• EXERCISE GOAL:
In the notebook excerpt on encoding the housing dataset, what does the 'ExterCond' column describe?

A real example: housing dataset
- Using pandas categorical coding for ordinal values
- Sklearn OrdinalEncoder

In [None]:
import pandas as pd
housing_df = pd.read_csv('Data/ames_housing.csv')
housing_df.columns

Lots of columns. Let's check out 'ExterCond' column: quality of material on house exterior.

In [None]:
housing_df['ExterCond'].unique()

This is a column of strings, but these are really categories.
- Pandas has categorical datatype.
- Special methods for categorical datatype.

In [None]:
housing_df['ExterCond'] = housing_df['ExterCond'].astype('category')
housing_df['ExterCond']

Good, but need to establish category order

In [None]:
housing_df['ExterCond'] = housing_df['ExterCond'].cat.reorder_categories(['Po', 'Fa', 'TA', 'Gd', 'Ex'])
housing_df['ExterCond']

Get the numerical values of ordinal categorical:

In [None]:
housing_df['ExterCond']

In [None]:
housing_df['ExterCond'].cat.codes

#### Using scikit learn OrdinalEncoder()

In [None]:
from sklearn.preprocessing import OrdinalEncoder

Some objects in scikit-learn are predictive models:
- LinearRegression()
    - .fit() 
    - .predict()

Excerpts of location labeling data:
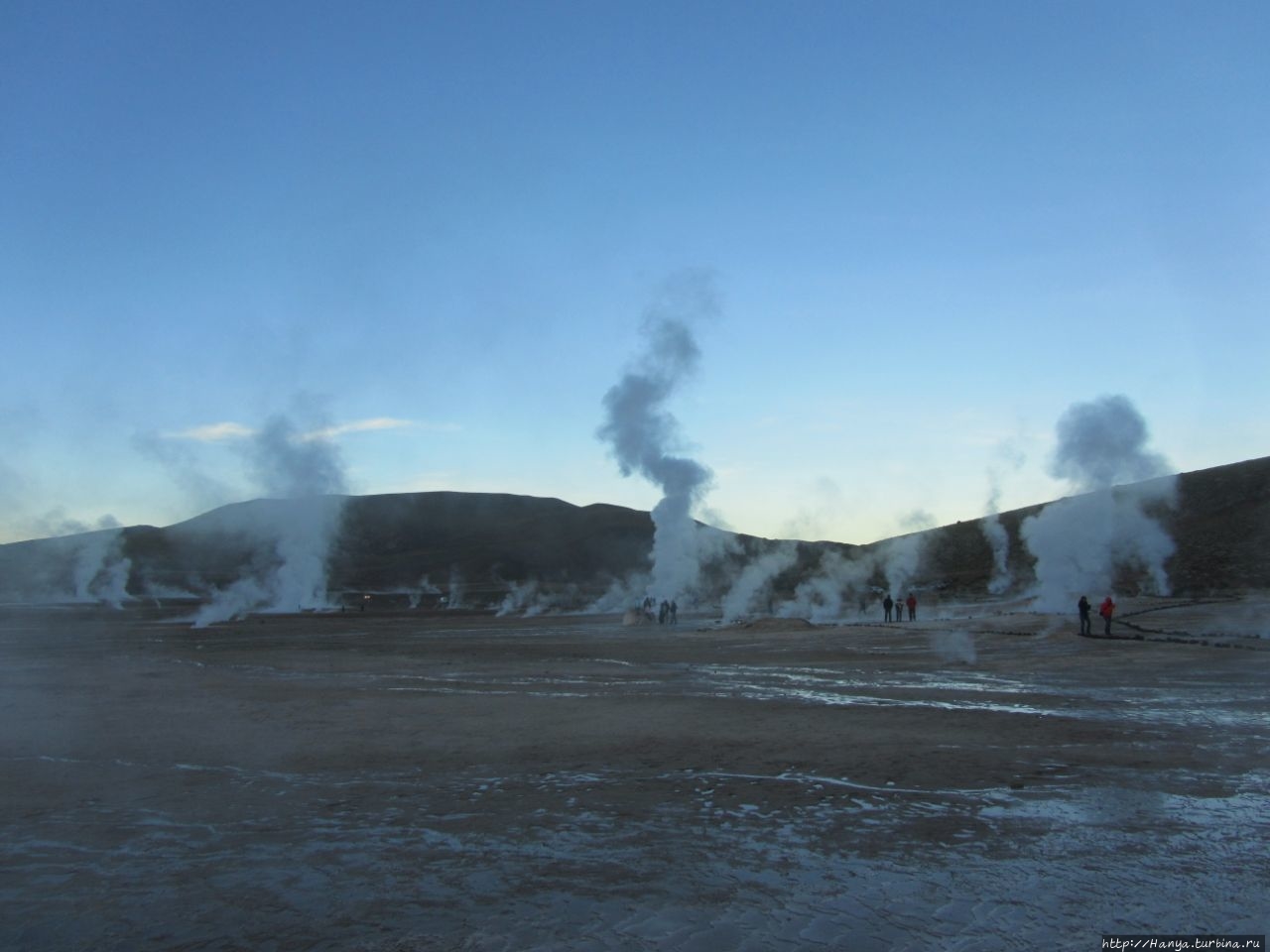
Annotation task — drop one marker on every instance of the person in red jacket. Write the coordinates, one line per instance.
(1106, 610)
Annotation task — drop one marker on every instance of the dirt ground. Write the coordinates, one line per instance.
(404, 780)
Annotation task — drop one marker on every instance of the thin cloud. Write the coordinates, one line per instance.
(213, 433)
(375, 424)
(221, 431)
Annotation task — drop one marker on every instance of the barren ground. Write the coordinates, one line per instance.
(395, 780)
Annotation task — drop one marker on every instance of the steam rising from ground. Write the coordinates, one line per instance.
(644, 435)
(309, 470)
(1080, 540)
(996, 534)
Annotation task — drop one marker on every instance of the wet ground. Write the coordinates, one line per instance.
(404, 782)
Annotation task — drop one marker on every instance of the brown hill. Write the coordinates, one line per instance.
(1220, 526)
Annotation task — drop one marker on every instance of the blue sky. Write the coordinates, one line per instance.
(430, 230)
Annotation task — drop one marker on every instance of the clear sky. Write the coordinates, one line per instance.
(431, 230)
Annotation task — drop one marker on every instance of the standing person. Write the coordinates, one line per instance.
(1106, 610)
(1083, 607)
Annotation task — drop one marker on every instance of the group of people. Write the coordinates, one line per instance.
(888, 604)
(1105, 610)
(667, 613)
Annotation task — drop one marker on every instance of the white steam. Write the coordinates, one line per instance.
(1080, 542)
(822, 598)
(309, 472)
(752, 590)
(644, 435)
(996, 534)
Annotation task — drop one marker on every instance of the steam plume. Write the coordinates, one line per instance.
(644, 435)
(992, 529)
(1103, 443)
(285, 463)
(1080, 542)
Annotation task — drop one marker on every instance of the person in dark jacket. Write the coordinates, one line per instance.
(1083, 608)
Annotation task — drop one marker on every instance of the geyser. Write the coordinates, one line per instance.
(644, 435)
(1080, 542)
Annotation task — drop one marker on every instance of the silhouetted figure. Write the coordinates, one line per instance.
(1083, 608)
(1106, 610)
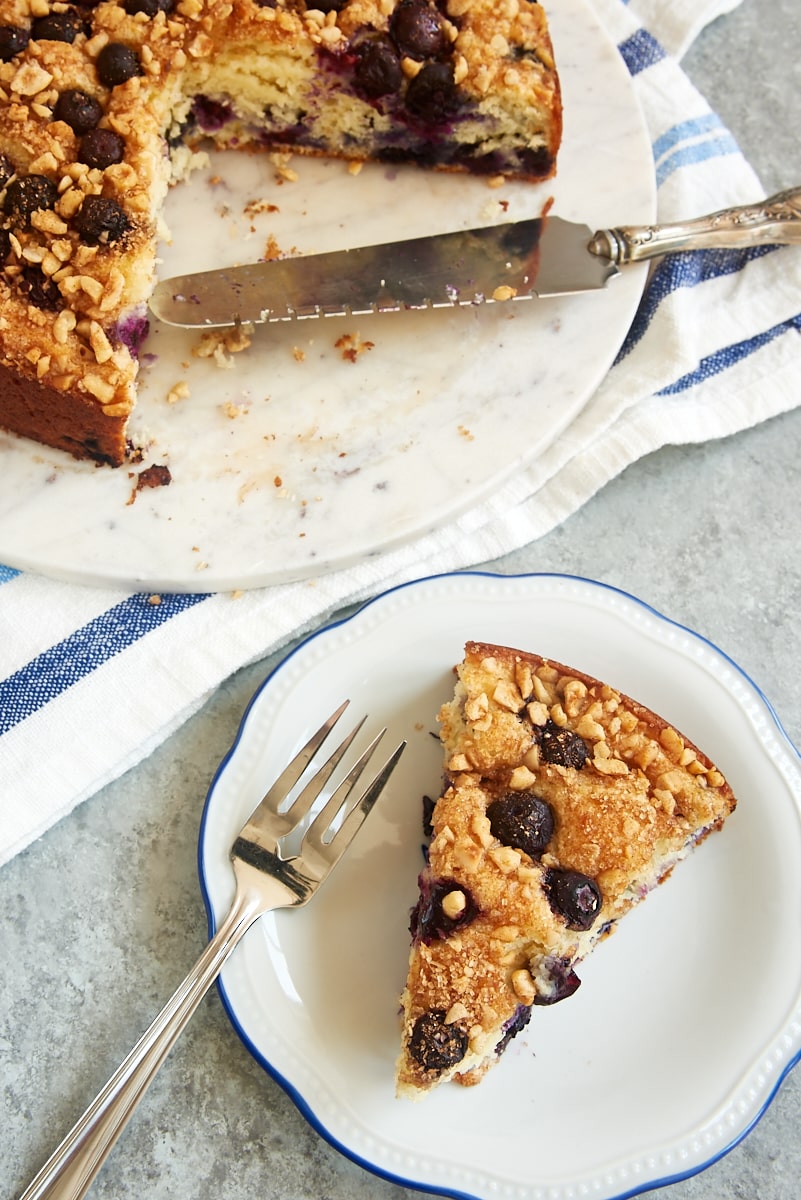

• THE OUTPUT:
It describes the quality of material on the house exterior.